Singapore

We challenge the assumption that complex instruction-guided segmentation tasks necessitate equally complex and explicit supervision. This paper introduces RISE (Reasoning via Implicit Self-supervised Emergence), a framework that learns intricate compositional reasoning, spanning spatial relations to world knowledge, without a single ground-truth mask. To achieve this, RISE employs reinforcement learning with GRPO guided by a single, strikingly simple reward: the semantic alignment score between the textual instruction and the predicted image region. Our primary discovery is the implicit emergence of a high-quality chain-of-thought process from this minimalist signal. Within a structured format, the model autonomously learns to understand instructions by accessing its latent knowledge, inferring spatial relationships—capabilities inherent in its architecture but unlocked by our simple objective. Remarkably, our emergent reasoning yields highly competitive results: RISE achieves 58.7 gIoU on the ReasonSeg benchmark, on par with methods using geometric rewards. Furthermore, we show extreme data efficiency: a variant trained on only 2,000 ImageNet-label pairs establishes a new state-of-the-art for annotation-free referring segmentation with 73.7 cIoU on RefCOCO, drastically outperforming prior work (46.5).
----
• DESCRIPTION OF THE TASK: In the abstract on RISE, what single reward guides the reinforcement learning?
----
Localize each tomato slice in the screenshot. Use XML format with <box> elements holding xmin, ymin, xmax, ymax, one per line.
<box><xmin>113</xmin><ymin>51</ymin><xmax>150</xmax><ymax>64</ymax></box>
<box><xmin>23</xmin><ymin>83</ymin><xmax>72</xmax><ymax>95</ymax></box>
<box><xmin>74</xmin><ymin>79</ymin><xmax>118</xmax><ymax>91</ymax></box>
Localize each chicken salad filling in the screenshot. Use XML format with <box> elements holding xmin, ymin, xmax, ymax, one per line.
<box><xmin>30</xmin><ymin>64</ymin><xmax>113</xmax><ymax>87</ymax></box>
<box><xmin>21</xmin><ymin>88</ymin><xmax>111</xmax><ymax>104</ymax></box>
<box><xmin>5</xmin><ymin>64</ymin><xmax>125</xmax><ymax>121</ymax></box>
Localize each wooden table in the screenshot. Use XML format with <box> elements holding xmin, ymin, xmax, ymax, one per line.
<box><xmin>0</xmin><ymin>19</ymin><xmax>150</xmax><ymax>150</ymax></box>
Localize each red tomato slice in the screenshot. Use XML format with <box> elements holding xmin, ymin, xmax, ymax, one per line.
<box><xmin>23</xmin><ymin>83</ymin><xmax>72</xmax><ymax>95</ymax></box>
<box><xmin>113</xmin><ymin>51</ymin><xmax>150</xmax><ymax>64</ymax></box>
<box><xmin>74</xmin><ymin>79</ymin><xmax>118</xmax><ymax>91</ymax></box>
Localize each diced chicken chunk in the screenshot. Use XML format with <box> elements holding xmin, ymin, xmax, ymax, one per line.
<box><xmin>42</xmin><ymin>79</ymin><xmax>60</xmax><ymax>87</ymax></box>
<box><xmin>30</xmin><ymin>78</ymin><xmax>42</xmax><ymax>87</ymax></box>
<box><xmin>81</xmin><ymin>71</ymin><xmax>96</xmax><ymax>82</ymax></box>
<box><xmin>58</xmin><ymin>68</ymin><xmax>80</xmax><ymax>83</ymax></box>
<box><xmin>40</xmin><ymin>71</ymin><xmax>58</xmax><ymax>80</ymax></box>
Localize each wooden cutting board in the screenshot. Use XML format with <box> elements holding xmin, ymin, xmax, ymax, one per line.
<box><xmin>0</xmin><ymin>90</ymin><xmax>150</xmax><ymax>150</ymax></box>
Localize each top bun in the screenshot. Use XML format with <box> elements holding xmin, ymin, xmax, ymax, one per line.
----
• WRITTEN ANSWER: The semantic alignment score between the textual instruction and the predicted image region.